Verilen Metin
12 Ağustos 2009 Çarşamba

İspanya, Andulucia - Granada

İspanya tatilimizin 3. günü sabah erkenden kalkıp 9.45'teki Granada uçağına yetiştik. Biletleri Türkiye'de internetten almıştık. İspanya'da uçakla seyahat etmek trenle seyahat etmekten daha ucuz. Biz de araştırdık ve hem hızlı hem de ucuz olduğu için uçağı tercih ettik. Yaklaşık 1 saatlik yolculuğun ardından Endülüs topraklarına ayak bastık. Uçaktan iner inmez Granada'nın sıcak havası karşıladı bizi. Havaalanının servisi ile şehre geçtik. Granada gördüğüm kadarıyla gayet huzurlu, sessiz, sakin bir kentti. Otelimiz servis durağına çok yakındı. "Hotel Carlos V" güzel bir binanın 4. katında 5-6 odalık bir otel. Adını Kral 5. Carlos'tan alıyor. Otelin hemen yanında eski bir kilise vardı. Kilise çanı ve şehir manzaralı odamız çok temiz ve lükstü. İspanya'da oteller konusunda şanslıydık neyseki. Bu otelde yemek servisi yok. Sadece çay, tost gibi kahvaltılık yiyecekler veriliyor. Biz de tost ve çay istedik ama şok! şok! şok! Gelen sadece sallama çay, ısıtılmış tost ekmeği, marmelat ve tereyağı idi... :) Neyse deyip bu seferlik bulduklarımızla yetindik.

Gösterilen Veriler

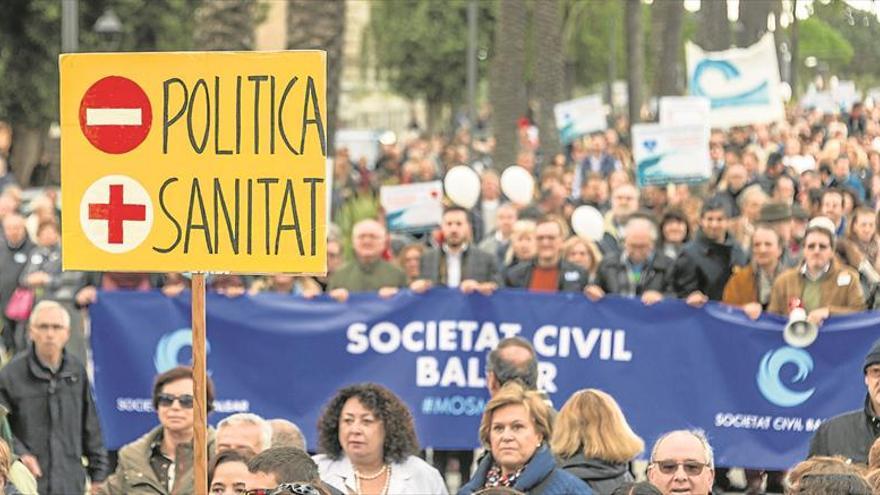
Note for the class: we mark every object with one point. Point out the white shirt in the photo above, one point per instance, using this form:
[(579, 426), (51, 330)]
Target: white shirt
[(411, 476), (453, 266)]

Alıştırma Yönergesi
Granada gezisini anlatan metnin tamamını hiçbir değişiklik yapmadan çıkarın. Liste bu çalışmada hiçbir rol oynamaz.

Yanıt
12 Ağustos 2009 Çarşamba

İspanya, Andulucia - Granada

İspanya tatilimizin 3. günü sabah erkenden kalkıp 9.45'teki Granada uçağına yetiştik. Biletleri Türkiye'de internetten almıştık. İspanya'da uçakla seyahat etmek trenle seyahat etmekten daha ucuz. Biz de araştırdık ve hem hızlı hem de ucuz olduğu için uçağı tercih ettik. Yaklaşık 1 saatlik yolculuğun ardından Endülüs topraklarına ayak bastık. Uçaktan iner inmez Granada'nın sıcak havası karşıladı bizi. Havaalanının servisi ile şehre geçtik. Granada gördüğüm kadarıyla gayet huzurlu, sessiz, sakin bir kentti. Otelimiz servis durağına çok yakındı. "Hotel Carlos V" güzel bir binanın 4. katında 5-6 odalık bir otel. Adını Kral 5. Carlos'tan alıyor. Otelin hemen yanında eski bir kilise vardı. Kilise çanı ve şehir manzaralı odamız çok temiz ve lükstü. İspanya'da oteller konusunda şanslıydık neyseki. Bu otelde yemek servisi yok. Sadece çay, tost gibi kahvaltılık yiyecekler veriliyor. Biz de tost ve çay istedik ama şok! şok! şok! Gelen sadece sallama çay, ısıtılmış tost ekmeği, marmelat ve tereyağı idi... :) Neyse deyip bu seferlik bulduklarımızla yetindik.